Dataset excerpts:
--------------------------------
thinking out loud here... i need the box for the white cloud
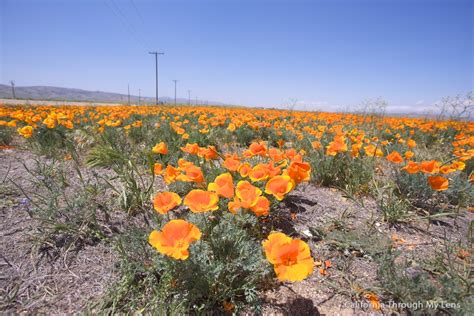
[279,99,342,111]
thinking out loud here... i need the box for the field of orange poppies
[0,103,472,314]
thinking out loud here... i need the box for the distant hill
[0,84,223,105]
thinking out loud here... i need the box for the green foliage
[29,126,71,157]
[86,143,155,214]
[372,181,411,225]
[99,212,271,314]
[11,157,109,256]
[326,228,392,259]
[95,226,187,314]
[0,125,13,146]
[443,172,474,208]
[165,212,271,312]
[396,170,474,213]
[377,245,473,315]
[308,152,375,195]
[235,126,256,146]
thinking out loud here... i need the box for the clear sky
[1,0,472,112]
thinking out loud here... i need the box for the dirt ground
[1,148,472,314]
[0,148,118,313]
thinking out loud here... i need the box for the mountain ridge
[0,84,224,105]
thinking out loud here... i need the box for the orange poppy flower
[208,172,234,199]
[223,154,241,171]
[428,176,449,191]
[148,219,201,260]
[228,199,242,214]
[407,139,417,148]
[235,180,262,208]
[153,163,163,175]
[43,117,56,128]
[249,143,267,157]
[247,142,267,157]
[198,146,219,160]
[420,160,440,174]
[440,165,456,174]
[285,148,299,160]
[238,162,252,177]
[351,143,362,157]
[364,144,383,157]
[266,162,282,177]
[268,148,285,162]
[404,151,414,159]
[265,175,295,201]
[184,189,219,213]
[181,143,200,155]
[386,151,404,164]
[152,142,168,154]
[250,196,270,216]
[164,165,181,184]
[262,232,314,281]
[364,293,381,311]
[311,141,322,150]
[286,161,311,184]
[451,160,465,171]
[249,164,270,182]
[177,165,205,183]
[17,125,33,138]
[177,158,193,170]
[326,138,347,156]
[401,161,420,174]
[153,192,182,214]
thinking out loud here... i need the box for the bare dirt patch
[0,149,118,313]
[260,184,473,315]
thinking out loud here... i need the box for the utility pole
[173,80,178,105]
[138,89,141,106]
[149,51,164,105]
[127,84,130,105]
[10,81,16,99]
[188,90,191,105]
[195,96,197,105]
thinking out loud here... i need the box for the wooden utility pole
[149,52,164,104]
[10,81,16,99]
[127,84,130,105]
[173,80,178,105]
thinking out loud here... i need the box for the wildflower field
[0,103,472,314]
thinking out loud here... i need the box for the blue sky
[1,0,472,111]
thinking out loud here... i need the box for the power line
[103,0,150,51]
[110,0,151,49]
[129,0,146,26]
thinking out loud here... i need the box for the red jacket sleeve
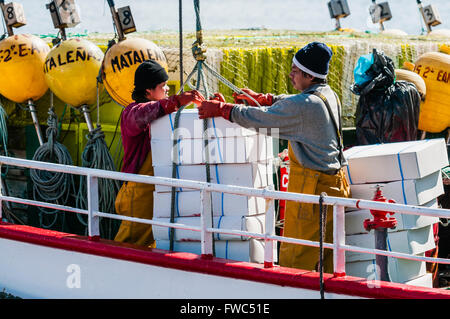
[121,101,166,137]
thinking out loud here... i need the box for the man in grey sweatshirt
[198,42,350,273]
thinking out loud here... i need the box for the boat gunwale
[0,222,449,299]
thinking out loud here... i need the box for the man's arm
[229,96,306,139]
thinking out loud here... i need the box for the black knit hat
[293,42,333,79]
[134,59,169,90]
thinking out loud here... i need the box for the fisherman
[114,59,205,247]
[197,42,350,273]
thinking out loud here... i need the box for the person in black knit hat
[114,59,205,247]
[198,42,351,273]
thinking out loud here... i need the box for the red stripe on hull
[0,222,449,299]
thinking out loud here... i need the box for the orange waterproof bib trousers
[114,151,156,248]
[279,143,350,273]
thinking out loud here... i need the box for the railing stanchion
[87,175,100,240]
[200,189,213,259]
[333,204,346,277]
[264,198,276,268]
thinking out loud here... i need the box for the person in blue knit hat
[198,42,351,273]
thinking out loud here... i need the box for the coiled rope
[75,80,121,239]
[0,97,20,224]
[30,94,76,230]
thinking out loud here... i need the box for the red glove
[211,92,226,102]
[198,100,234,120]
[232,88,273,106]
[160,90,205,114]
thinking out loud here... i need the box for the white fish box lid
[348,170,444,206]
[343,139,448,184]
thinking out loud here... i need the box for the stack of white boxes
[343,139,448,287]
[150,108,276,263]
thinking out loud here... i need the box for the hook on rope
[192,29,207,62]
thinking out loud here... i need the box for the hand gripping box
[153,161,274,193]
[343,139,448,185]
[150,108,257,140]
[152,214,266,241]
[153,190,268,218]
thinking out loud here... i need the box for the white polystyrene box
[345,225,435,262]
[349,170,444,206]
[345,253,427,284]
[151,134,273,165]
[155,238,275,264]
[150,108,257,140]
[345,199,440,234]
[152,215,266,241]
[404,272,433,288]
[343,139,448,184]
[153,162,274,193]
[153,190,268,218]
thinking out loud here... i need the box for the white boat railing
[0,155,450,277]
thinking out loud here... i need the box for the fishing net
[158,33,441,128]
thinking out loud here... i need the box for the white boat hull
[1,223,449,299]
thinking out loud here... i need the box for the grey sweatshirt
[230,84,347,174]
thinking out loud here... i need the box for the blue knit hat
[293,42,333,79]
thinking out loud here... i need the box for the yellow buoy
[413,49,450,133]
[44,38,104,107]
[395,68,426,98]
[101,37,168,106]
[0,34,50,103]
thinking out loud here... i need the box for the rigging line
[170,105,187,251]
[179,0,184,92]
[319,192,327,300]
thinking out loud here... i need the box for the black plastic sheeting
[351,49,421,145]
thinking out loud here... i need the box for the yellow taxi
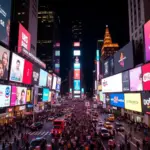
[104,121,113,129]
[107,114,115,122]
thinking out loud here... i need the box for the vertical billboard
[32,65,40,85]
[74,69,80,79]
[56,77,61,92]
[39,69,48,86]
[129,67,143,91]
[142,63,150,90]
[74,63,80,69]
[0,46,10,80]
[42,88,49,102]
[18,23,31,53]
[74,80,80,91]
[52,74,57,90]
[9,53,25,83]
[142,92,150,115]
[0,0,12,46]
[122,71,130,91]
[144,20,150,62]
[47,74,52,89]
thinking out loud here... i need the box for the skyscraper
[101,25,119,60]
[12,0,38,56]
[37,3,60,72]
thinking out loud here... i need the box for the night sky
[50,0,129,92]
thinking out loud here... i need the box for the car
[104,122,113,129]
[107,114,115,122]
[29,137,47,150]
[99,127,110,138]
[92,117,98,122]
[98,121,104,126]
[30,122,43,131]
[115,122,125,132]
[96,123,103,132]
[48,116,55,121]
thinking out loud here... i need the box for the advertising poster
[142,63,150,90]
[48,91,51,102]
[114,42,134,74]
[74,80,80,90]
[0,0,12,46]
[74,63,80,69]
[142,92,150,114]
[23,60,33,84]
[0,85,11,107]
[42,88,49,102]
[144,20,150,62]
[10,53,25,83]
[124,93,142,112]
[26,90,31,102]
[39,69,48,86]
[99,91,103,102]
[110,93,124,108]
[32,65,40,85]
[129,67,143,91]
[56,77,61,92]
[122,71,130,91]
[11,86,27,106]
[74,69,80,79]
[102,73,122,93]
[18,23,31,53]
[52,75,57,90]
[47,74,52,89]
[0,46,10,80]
--------------------------------
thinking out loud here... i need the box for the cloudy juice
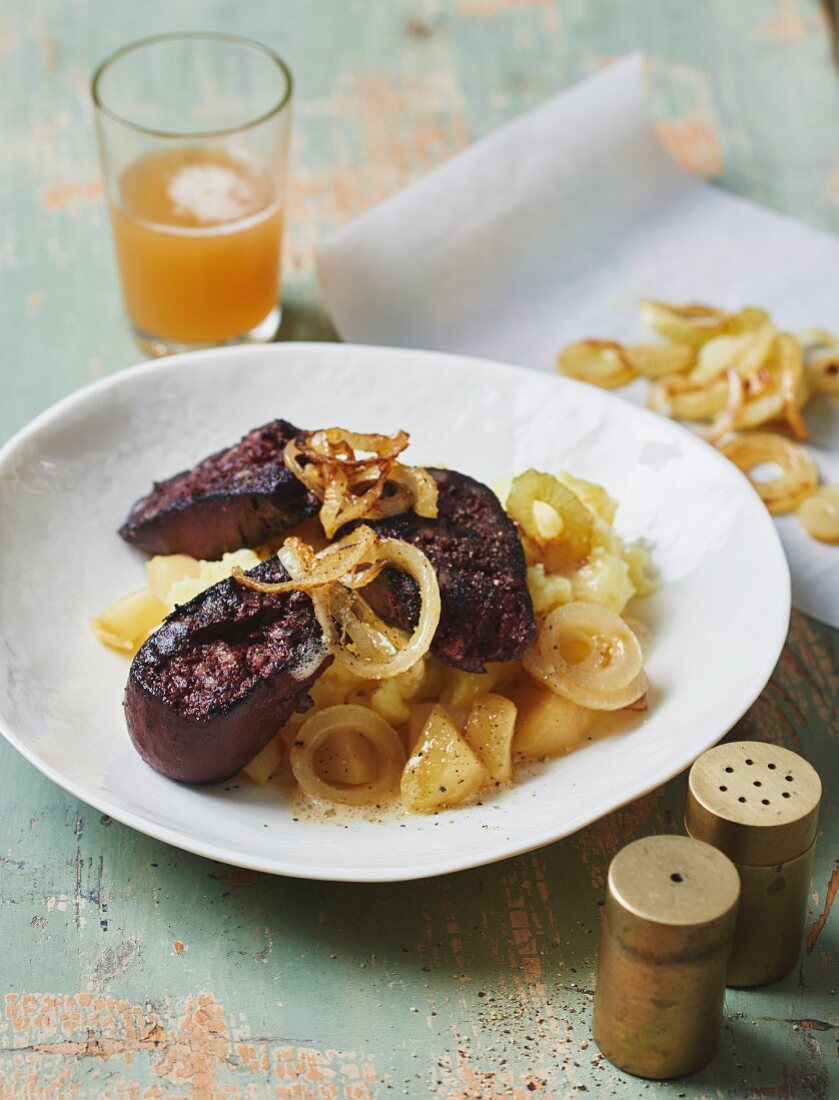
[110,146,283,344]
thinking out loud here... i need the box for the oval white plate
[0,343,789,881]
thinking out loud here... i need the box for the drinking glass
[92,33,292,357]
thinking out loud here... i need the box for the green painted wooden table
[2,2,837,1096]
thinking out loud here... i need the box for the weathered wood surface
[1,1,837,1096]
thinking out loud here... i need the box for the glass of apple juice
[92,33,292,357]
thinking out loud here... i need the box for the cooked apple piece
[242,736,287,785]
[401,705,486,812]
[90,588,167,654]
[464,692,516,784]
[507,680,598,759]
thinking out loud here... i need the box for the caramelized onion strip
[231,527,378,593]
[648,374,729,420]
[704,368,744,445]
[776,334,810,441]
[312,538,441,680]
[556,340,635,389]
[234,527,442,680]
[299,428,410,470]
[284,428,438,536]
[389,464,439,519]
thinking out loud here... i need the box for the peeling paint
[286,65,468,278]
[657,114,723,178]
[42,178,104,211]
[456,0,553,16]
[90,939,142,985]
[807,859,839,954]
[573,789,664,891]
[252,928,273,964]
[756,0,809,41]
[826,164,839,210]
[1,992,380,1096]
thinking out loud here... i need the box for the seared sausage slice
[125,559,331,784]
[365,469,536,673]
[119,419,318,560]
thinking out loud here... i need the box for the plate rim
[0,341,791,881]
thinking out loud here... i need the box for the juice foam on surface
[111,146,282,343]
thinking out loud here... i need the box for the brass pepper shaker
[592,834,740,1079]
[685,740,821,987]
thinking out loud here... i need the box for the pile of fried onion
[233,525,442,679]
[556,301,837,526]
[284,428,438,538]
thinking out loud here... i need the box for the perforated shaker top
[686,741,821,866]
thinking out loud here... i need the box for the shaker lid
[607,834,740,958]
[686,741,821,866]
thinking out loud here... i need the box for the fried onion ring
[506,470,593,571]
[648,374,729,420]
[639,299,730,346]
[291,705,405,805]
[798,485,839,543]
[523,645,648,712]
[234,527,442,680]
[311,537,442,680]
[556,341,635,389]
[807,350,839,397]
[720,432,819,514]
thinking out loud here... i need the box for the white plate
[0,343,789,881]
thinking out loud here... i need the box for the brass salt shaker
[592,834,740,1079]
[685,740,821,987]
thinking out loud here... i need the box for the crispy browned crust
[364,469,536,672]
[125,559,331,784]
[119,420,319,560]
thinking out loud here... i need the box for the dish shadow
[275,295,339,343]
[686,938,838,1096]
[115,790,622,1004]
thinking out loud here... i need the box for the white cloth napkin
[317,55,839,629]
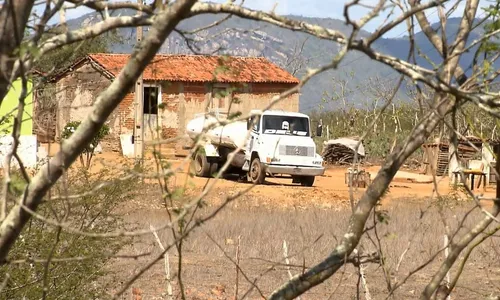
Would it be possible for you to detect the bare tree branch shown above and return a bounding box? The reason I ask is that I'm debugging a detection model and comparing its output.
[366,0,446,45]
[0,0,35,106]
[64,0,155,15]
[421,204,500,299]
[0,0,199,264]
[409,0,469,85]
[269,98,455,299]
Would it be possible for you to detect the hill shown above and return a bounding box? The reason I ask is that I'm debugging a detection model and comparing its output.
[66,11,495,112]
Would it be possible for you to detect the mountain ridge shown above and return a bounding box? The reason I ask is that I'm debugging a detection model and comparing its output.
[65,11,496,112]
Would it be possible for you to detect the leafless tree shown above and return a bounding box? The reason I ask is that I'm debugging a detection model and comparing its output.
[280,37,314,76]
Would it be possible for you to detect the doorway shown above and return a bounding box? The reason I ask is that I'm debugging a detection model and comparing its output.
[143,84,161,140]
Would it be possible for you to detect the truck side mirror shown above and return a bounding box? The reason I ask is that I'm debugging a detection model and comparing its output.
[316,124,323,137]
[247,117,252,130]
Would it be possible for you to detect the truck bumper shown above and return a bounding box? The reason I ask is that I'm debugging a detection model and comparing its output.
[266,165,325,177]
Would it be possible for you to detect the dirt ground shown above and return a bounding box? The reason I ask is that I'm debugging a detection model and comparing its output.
--------------------------------
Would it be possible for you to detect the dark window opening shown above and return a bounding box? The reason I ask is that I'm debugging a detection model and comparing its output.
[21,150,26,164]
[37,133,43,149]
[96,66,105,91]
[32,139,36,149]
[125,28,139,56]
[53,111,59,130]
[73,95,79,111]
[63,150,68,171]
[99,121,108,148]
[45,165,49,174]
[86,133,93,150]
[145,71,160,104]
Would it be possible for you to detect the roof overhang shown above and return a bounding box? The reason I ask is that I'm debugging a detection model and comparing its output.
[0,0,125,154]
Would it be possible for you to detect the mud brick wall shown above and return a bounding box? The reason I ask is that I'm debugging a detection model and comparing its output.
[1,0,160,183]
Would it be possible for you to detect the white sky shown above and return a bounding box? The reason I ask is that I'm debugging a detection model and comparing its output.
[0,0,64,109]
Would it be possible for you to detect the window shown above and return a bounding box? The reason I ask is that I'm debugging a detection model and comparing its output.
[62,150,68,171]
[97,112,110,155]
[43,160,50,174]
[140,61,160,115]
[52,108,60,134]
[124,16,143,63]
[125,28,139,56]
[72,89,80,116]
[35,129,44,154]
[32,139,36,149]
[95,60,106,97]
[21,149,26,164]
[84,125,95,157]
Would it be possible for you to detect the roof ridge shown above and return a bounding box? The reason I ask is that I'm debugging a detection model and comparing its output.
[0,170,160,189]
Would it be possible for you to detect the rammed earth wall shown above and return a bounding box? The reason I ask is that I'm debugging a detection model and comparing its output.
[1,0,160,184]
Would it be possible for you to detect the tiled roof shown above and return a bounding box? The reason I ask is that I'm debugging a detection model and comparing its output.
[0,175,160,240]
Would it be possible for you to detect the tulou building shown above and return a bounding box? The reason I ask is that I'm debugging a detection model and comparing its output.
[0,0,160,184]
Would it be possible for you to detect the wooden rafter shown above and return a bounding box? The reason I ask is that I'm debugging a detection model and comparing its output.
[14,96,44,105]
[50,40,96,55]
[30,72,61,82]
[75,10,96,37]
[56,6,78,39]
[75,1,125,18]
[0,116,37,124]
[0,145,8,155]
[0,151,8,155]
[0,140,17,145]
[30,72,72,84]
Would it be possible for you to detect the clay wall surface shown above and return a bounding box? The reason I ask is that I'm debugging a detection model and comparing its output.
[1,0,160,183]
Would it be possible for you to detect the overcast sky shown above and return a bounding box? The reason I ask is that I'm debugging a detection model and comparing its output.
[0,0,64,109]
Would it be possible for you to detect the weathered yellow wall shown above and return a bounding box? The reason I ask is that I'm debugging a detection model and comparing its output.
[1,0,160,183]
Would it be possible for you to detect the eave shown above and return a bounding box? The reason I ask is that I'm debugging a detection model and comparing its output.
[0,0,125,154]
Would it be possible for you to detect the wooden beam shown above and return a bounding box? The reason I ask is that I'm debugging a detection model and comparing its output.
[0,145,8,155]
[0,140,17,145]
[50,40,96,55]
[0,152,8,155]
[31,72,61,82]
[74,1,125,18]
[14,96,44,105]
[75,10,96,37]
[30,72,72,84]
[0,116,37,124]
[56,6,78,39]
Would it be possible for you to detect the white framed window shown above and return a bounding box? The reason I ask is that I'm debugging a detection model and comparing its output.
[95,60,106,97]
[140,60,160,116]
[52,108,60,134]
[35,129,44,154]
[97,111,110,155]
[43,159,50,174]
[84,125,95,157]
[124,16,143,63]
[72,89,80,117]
--------------------------------
Task requirements:
Output only an exact transcription of the lines above from the one with "Would it be possible for you to detect the doorway" up to and including the one with "Would it be possible for you to detect the dirt".

Expected output:
Would it be possible for you to detect the doorway shown above and return a bounding box? The reason I ask is that I'm debugging a detection model and comparing its output.
[143,84,161,140]
Would it be possible for you to detect the truck side mirror shown above and return a bounding box? The reason I ask is that I'm debugging a detection model and comparing its output.
[316,124,323,137]
[247,117,252,130]
Would it be possible for you to detect the truck bumper shown above and return a bounding box? The reason I ask is that I'm debugging a detection model and comparing its output.
[266,165,325,177]
Would it be possible for you to detect the dirt ground shown above and return a bounding box? The reason I ask is that I'm debugging a detection model and comparing its output.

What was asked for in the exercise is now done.